What the exercise asks: Copy the material below word for word, line by line, changing nothing.

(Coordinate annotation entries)
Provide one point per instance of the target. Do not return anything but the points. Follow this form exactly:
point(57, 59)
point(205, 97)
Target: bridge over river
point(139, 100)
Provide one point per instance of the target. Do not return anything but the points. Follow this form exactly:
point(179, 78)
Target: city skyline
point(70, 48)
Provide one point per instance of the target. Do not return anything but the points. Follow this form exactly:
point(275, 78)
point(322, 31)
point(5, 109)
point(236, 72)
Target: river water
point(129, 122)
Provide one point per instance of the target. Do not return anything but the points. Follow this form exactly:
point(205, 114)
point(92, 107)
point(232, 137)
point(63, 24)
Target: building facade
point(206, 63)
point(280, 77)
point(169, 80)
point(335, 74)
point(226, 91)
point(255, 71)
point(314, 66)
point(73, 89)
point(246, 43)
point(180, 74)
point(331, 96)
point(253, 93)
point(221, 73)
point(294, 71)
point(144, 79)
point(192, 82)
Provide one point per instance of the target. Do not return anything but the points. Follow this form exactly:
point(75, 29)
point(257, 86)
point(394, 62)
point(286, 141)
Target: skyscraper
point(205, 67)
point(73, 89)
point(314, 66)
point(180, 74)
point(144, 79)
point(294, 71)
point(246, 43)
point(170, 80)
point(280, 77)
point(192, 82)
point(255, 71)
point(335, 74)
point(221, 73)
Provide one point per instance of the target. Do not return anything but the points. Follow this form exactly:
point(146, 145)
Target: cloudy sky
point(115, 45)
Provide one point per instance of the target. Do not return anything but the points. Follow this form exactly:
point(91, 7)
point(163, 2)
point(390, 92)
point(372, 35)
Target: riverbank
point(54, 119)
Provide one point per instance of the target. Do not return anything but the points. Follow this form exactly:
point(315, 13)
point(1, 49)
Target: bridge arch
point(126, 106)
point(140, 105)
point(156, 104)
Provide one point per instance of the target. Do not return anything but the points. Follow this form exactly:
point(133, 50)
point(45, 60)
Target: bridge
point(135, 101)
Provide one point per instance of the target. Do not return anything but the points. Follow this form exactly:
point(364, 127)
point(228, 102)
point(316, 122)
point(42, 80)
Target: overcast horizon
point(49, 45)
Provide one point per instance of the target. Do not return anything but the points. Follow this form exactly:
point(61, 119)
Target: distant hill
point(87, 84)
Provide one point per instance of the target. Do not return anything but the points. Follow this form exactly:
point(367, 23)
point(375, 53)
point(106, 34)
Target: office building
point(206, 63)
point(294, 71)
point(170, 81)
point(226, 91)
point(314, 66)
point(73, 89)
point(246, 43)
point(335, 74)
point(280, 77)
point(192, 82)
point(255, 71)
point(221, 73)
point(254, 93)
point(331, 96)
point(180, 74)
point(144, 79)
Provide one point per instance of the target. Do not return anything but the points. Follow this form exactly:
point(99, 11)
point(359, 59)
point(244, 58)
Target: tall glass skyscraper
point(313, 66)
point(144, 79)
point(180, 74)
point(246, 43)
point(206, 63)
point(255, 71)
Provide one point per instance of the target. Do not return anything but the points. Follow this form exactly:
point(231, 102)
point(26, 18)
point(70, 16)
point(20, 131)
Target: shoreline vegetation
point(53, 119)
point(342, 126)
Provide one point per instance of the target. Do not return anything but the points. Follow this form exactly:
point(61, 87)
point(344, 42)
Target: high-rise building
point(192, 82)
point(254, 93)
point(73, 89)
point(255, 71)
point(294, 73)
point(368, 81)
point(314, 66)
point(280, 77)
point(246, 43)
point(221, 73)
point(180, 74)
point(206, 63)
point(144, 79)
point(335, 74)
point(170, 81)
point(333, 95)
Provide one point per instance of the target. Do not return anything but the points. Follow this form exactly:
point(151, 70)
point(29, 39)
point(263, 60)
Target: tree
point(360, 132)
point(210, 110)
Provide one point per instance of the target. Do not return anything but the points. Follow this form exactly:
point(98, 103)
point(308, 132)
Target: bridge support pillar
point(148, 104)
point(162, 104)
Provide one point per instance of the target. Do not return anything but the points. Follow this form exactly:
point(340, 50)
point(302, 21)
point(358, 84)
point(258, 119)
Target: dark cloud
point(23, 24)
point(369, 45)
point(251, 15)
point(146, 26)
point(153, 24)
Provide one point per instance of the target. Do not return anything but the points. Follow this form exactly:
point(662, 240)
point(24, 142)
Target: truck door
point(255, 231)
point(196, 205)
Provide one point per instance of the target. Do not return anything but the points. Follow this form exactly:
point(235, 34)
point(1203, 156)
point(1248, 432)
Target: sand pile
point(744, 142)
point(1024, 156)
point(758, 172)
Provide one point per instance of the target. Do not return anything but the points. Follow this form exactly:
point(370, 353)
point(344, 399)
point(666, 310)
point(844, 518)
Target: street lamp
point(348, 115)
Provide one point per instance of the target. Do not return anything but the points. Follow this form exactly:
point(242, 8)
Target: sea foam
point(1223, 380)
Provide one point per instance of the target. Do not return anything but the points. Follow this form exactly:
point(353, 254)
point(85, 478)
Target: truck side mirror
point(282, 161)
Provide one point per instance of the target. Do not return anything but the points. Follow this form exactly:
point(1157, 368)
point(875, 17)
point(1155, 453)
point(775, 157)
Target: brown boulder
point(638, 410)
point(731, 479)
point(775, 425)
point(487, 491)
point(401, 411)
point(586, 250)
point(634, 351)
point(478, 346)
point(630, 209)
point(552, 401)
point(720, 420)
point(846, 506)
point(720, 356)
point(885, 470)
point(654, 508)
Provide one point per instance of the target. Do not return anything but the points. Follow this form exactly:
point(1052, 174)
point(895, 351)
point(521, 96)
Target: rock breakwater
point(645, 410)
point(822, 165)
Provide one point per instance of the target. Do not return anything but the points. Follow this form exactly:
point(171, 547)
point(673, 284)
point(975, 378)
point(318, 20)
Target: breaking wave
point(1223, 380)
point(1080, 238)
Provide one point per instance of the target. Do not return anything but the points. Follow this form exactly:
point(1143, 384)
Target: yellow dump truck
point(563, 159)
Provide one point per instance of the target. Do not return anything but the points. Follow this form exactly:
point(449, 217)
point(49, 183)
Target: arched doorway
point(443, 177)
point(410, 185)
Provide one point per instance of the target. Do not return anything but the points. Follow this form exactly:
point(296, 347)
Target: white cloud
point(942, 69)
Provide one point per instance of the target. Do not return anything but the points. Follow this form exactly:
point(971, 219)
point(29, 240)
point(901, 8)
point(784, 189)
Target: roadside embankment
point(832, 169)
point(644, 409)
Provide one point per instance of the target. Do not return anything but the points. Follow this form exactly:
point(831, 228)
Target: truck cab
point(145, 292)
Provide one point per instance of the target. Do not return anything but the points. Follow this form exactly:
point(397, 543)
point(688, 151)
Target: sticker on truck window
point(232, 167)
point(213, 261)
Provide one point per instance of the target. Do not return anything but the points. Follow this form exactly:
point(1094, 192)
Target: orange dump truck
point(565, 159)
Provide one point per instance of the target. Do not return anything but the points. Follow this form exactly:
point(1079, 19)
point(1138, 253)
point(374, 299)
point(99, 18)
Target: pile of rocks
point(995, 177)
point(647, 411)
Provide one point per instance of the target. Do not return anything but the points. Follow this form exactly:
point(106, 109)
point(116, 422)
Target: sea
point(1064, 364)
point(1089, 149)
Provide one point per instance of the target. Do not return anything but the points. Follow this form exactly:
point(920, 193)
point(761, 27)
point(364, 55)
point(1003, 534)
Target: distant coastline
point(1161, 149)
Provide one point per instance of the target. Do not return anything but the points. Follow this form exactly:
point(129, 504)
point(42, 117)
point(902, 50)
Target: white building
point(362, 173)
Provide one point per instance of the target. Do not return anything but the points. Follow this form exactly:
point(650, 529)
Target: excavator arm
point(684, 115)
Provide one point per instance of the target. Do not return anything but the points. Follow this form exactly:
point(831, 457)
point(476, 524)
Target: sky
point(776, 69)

Response to this exercise:
Provide one point per instance of the target. Do not return anything but the points. Follow this form exactly:
point(57, 59)
point(205, 97)
Target: bridge over river
point(139, 100)
Provide one point per instance of the target. Do not return anything but the points. Follow this form exactly:
point(179, 78)
Target: city skyline
point(70, 48)
Provide one point per instance of the target. Do not return anything but the points. Follow this form exactly:
point(275, 78)
point(322, 31)
point(5, 109)
point(236, 72)
Target: river water
point(129, 122)
Provide one point per instance of the target. Do not return anything but the points. Follow this form exactly:
point(205, 114)
point(92, 107)
point(232, 137)
point(63, 24)
Target: building facade
point(206, 63)
point(280, 77)
point(169, 80)
point(335, 74)
point(226, 91)
point(255, 71)
point(314, 66)
point(73, 89)
point(246, 43)
point(180, 74)
point(331, 96)
point(253, 93)
point(221, 73)
point(294, 71)
point(144, 79)
point(192, 82)
Provide one point per instance of the target. Do not return anything but the points. Follow this form exactly:
point(75, 29)
point(257, 86)
point(394, 62)
point(286, 141)
Target: skyscraper
point(205, 67)
point(73, 89)
point(314, 66)
point(180, 74)
point(144, 79)
point(294, 71)
point(246, 43)
point(170, 80)
point(280, 77)
point(192, 82)
point(255, 71)
point(335, 74)
point(221, 73)
Provide one point per instance of the target. Do not return anything but the points. Follow this form exactly:
point(146, 145)
Target: cloudy sky
point(115, 45)
Provide one point per instance of the target. Do not return anything but the points. Follow this form exactly:
point(91, 7)
point(163, 2)
point(390, 92)
point(372, 35)
Target: riverbank
point(54, 119)
Provide one point per instance of the target. Do not return anything but the points. Follow this form exactly:
point(315, 13)
point(1, 49)
Target: bridge arch
point(126, 106)
point(140, 105)
point(156, 104)
Provide one point per instance of the target. Do not return anything but the points. Follow this form exactly:
point(133, 50)
point(45, 60)
Target: bridge
point(135, 101)
Provide one point per instance of the target. Do not return anything but the points. Follow this form exactly:
point(364, 127)
point(228, 102)
point(316, 122)
point(42, 80)
Target: overcast horizon
point(49, 45)
Provide one point per instance of the target. Do not return anything but the points. Follow this form exactly:
point(61, 119)
Target: distant hill
point(87, 84)
Provide one point per instance of the target. Do not return anything but the points. Follow this form exactly:
point(367, 23)
point(375, 53)
point(106, 34)
Target: office building
point(206, 63)
point(294, 71)
point(170, 81)
point(226, 91)
point(314, 66)
point(73, 89)
point(246, 43)
point(335, 74)
point(280, 77)
point(192, 82)
point(255, 71)
point(221, 73)
point(254, 93)
point(331, 96)
point(180, 74)
point(144, 79)
Provide one point per instance of the target. Do not return anything but the points. Follow this form exactly:
point(99, 11)
point(359, 59)
point(244, 58)
Target: tall glass skyscraper
point(313, 66)
point(144, 79)
point(180, 74)
point(246, 43)
point(206, 63)
point(255, 71)
Provide one point per instance of the target. Do not return anything but the points. Follow this form exactly:
point(231, 102)
point(26, 18)
point(70, 16)
point(20, 131)
Target: shoreline vegetation
point(53, 119)
point(342, 126)
Provide one point per instance of the target. Do not return anything but the points. Follow this form exactly:
point(61, 87)
point(344, 42)
Target: high-rise building
point(192, 82)
point(254, 93)
point(73, 89)
point(255, 71)
point(294, 73)
point(368, 81)
point(314, 66)
point(280, 77)
point(246, 43)
point(221, 73)
point(180, 74)
point(206, 63)
point(144, 79)
point(335, 74)
point(170, 81)
point(333, 95)
Provide one point per instance of the target. Do not return anything but the points. Follow this form exactly:
point(151, 70)
point(29, 39)
point(263, 60)
Target: tree
point(360, 132)
point(210, 110)
Provide one point per instance of the target. Do not return anything but the points. Follow this form exactly:
point(98, 103)
point(308, 132)
Target: bridge support pillar
point(148, 104)
point(162, 104)
Provide one point per instance of the target. Do not return anything but the points. Follow this form exactly:
point(340, 50)
point(302, 21)
point(358, 84)
point(258, 119)
Target: dark cloud
point(23, 24)
point(369, 45)
point(251, 15)
point(146, 26)
point(153, 24)
Provide one point per instance of the target. Do not return anything but the points. Follow this form exactly:
point(662, 240)
point(24, 142)
Target: truck door
point(255, 231)
point(196, 205)
Provide one point per instance of the target. Do not return anything but the points. Follow this form exactly:
point(235, 34)
point(1203, 156)
point(1248, 432)
Target: sand pile
point(744, 142)
point(1024, 156)
point(758, 172)
Provide one point per instance of the target. Do not return anything but the points. Follow this form exactly:
point(370, 353)
point(344, 399)
point(666, 310)
point(844, 518)
Target: street lamp
point(348, 115)
Provide one point per instance of the target. Do not return anything but the points. Follow this form exactly:
point(242, 8)
Target: sea foam
point(1223, 380)
Provide one point per instance of the target. Do not return anything but the points. Follow this form exactly:
point(353, 254)
point(85, 478)
Target: truck side mirror
point(282, 161)
Provide one point per instance of the target. Do not return anything but the points. Follow this form exactly:
point(1157, 368)
point(875, 17)
point(1155, 453)
point(775, 157)
Target: brown boulder
point(638, 410)
point(731, 479)
point(775, 425)
point(487, 491)
point(401, 411)
point(586, 250)
point(634, 351)
point(478, 346)
point(630, 209)
point(552, 401)
point(720, 420)
point(846, 506)
point(720, 356)
point(885, 470)
point(654, 508)
Provide one point per instance of the target. Do not return anything but the points. Follow this form exactly:
point(1052, 174)
point(895, 351)
point(521, 96)
Target: rock breakwater
point(645, 410)
point(822, 165)
Provide one point per instance of the target. Do not return anything but the points. Follow this form exactly:
point(171, 547)
point(673, 284)
point(975, 378)
point(318, 20)
Target: breaking wave
point(1223, 380)
point(1080, 238)
Provide one point per instance of the target. Do not return anything but the points. Follow this form exactly:
point(1143, 384)
Target: yellow dump truck
point(563, 159)
Provide one point per instance of the target. Do not return anything but the points. Follow this form exactly:
point(449, 217)
point(49, 183)
Target: arched doorway
point(443, 177)
point(410, 185)
Provide one point per instance of the target. Do not return anything but the points. Follow this form exactly:
point(296, 347)
Target: white cloud
point(942, 69)
Provide one point per instance of the target. Do not return anything but the points. Follow this form exactly:
point(971, 219)
point(29, 240)
point(901, 8)
point(784, 189)
Target: roadside embankment
point(832, 169)
point(644, 409)
Provide one point per instance of the target. Do not return anything but the points. Follow this form exactly:
point(831, 228)
Target: truck cab
point(145, 292)
Provide one point per instance of the target. Do not return anything but the points. Follow this form exactly:
point(397, 543)
point(688, 151)
Target: sticker on truck window
point(232, 167)
point(213, 261)
Provide one point per instance of the target. Do not return anything but the points. Follow this form exactly:
point(1094, 192)
Target: orange dump truck
point(565, 159)
Provide one point per instance of the target. Do not return anything but the points. Follow this form exactly:
point(1079, 19)
point(1138, 253)
point(374, 299)
point(99, 18)
Target: pile of rocks
point(995, 177)
point(647, 411)
Provide one point per instance of the target. Do not return anything but the points. Follow this form exactly:
point(106, 109)
point(116, 422)
Target: sea
point(1064, 364)
point(1089, 149)
Provide one point per instance of the target. Do not return anything but the points. Follow this form exactly:
point(920, 193)
point(761, 27)
point(364, 55)
point(1003, 534)
Target: distant coastline
point(1161, 149)
Provide one point per instance of the target. Do not return anything but the points. Follow this form exactly:
point(129, 504)
point(42, 117)
point(902, 50)
Target: white building
point(362, 173)
Provide one point per instance of the target. Do not return anything but the points. Follow this form exactly:
point(650, 529)
Target: excavator arm
point(684, 115)
Provide one point per instance of the target. Do not return anything but the points. Follow this form exactly:
point(831, 457)
point(476, 524)
Target: sky
point(776, 69)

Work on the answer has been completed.